Object position labeling entries:

####################

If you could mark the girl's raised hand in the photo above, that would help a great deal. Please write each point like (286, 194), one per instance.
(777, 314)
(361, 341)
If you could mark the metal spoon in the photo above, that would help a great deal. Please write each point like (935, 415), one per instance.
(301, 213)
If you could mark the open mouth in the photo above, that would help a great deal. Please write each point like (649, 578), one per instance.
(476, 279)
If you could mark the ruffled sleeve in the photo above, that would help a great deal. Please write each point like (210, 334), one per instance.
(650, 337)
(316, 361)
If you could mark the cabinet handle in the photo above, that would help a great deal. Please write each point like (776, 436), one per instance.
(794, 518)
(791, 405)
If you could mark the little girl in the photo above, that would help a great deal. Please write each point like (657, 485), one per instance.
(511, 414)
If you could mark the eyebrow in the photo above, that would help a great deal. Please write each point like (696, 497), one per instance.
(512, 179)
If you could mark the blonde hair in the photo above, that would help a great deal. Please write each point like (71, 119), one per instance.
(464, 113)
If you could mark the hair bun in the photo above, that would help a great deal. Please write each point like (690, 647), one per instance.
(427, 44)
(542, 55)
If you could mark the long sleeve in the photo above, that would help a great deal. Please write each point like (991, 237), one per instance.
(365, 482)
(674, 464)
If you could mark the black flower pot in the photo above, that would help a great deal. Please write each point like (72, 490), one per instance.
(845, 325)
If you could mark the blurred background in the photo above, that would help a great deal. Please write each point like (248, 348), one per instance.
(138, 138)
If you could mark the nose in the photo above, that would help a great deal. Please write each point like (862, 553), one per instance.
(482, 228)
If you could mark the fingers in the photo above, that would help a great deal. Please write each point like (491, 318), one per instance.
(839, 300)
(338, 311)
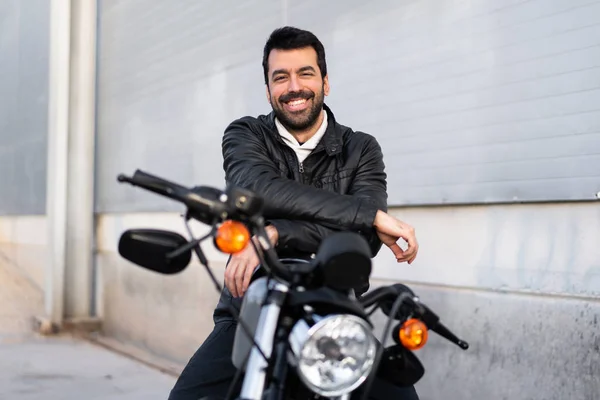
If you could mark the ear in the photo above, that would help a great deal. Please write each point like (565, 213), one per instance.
(268, 93)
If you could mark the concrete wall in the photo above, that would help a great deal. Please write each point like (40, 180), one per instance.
(24, 47)
(472, 101)
(23, 246)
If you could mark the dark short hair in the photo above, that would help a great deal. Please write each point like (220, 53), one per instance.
(290, 38)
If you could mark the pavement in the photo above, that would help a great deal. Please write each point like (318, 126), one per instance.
(62, 367)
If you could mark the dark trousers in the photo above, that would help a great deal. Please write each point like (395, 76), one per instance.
(210, 371)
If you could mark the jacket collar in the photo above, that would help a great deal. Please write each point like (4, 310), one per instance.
(332, 139)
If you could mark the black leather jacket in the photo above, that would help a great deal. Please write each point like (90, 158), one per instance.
(339, 186)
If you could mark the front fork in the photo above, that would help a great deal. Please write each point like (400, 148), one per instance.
(256, 369)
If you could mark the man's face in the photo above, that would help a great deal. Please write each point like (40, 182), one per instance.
(296, 90)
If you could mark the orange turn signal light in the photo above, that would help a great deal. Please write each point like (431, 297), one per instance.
(413, 334)
(232, 237)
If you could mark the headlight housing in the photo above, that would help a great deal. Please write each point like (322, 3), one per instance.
(335, 355)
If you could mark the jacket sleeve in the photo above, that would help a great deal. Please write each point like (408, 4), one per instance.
(369, 184)
(247, 164)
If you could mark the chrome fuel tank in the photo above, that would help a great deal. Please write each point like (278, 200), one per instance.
(249, 313)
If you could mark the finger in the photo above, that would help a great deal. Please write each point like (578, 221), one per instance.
(398, 252)
(247, 277)
(230, 277)
(239, 278)
(412, 259)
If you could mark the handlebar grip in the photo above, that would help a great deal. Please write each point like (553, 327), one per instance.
(157, 185)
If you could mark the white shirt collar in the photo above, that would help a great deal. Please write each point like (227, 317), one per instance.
(302, 151)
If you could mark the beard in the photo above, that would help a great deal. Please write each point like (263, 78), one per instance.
(301, 120)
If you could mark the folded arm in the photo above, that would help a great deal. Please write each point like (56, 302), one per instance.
(247, 164)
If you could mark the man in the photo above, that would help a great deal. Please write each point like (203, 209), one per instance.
(316, 176)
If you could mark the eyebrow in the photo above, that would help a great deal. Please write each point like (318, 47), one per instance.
(283, 71)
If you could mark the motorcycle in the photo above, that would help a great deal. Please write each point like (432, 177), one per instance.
(301, 331)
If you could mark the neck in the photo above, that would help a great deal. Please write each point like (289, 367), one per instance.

####################

All the lines above are to be given again exactly as they read, with the pictures removed.

### TASK ANSWER
If you could mark the girl's raised hand in the photo above, that would help a great deal. Please write each point like (286, 194), one per instance.
(777, 314)
(361, 341)
If you could mark the metal spoon in the photo above, that would help a great deal. Please write each point like (935, 415), one per instance.
(301, 213)
If you could mark the open mouth in the photo above, that would help a great deal. Please write each point like (649, 578), one per instance.
(476, 279)
If you could mark the ruffled sleeve in the photo above, that would help a great deal. Please write each point like (210, 334), one per instance.
(650, 337)
(316, 361)
If you could mark the cabinet handle in the photo above, that would help a great deal. Please write each point like (776, 436), one per instance.
(794, 518)
(791, 405)
If you could mark the little girl in the photo above, that would help a great deal. Please write each point like (657, 485), one per instance.
(511, 414)
If you could mark the eyebrow in the photo above, that would help a great deal. Please write each point like (696, 497), one per instance.
(512, 179)
If you could mark the blonde hair in the photo above, that would help a great deal. Please write each point like (71, 119), one per instance.
(464, 113)
If you could mark the hair bun in the photo above, that would help a great deal. Please write each point like (690, 647), one per instance.
(427, 44)
(542, 55)
If you could mark the long sleeve in the photo above, that would help a great deal. Please write each point like (991, 237), one per instance.
(365, 482)
(674, 464)
If you could mark the black flower pot in the photo above, that would help a great deal. Please write each point like (72, 490), one per instance.
(845, 325)
If you could mark the blurred background in the photo above, that would help a great deal. Please write each point like (248, 348), one per instance.
(138, 138)
If you could mark the nose in the photo above, that would help a great deal. Please write each point like (862, 553), one per instance.
(482, 228)
If you could mark the fingers in the photo above, that would help a great deal. Please write each point like (491, 318), one per instance.
(839, 300)
(338, 311)
If you could mark the ear in the photo above, that would help a great deal. Please write each point like (565, 213), one per instance.
(268, 93)
If you could mark the concrete wall in the photo above, that would help a great deal. Please write each point like (40, 180), one per instance.
(24, 47)
(472, 101)
(23, 246)
If you could mark the dark short hair in the photo above, that would help a great deal. Please write each point like (220, 53), one per instance.
(290, 38)
If you could mark the pavement in the photo above, that would help a great deal. Please write each point like (318, 126), one per instance.
(62, 367)
If you could mark the dark trousers in the photo above, that would help a great deal. Please write each point like (395, 76), one per instance.
(210, 371)
If you could mark the jacket collar in the photo above, that would help a great deal. Please write each point like (4, 310), one per instance.
(332, 139)
If you could mark the black leather jacket in the photo above, that would help a great deal. Please write each point like (90, 158), one per instance.
(339, 186)
If you could mark the front fork in the photo above, that would help a great deal. Please write each point like (400, 148), one per instance.
(256, 369)
If you could mark the man's face in the photo above, that would help a great deal. Please write each point like (40, 182), one per instance.
(296, 90)
If you could mark the orange turn signal light in the photo above, that would help a great deal. Please write each point like (431, 297), one per instance.
(413, 334)
(232, 237)
If you could mark the headlight housing in the photo above, that would help a great deal. Please write each point like (322, 3), one per instance.
(335, 355)
If you could mark the jacket sleeve in the photo above, that would help a great deal. Please write each point like (408, 4), one per instance.
(369, 184)
(247, 164)
If you could mark the chrome fuel tank in the photo above, that would help a great deal. Please write each point like (278, 200), one per instance.
(249, 313)
If you could mark the finger in the photo above, that would help a great deal. Please write each point like (578, 221), one per instance.
(398, 252)
(247, 277)
(230, 277)
(239, 278)
(412, 259)
If you could mark the handlebar grip in the photo above, that would help a great deal. Please write each point like (553, 327), one per instance.
(157, 185)
If you could mark the white shirt collar in the photo above, that would help a great deal. Please write each point like (227, 317), one per instance.
(302, 151)
If you could mark the beard in the photo above, that would help a great deal. Please write each point like (263, 78), one per instance.
(301, 120)
If you could mark the folded arm in the photo above, that would help a great deal. Please write each point like (56, 302), one per instance.
(247, 164)
If you could mark the man in the photo above, that would help a great deal. Please write each point like (203, 209), one per instance.
(316, 176)
If you could mark the eyebrow in the photo above, that would help a great deal. Please write each point like (318, 47), one per instance.
(283, 71)
If you could mark the motorcycle in the photo above, that would help a great deal. Please write each point like (432, 177), one per instance.
(301, 331)
If you could mark the neck in the photo above, that would help a great deal. Please write each point like (289, 367), one per instance.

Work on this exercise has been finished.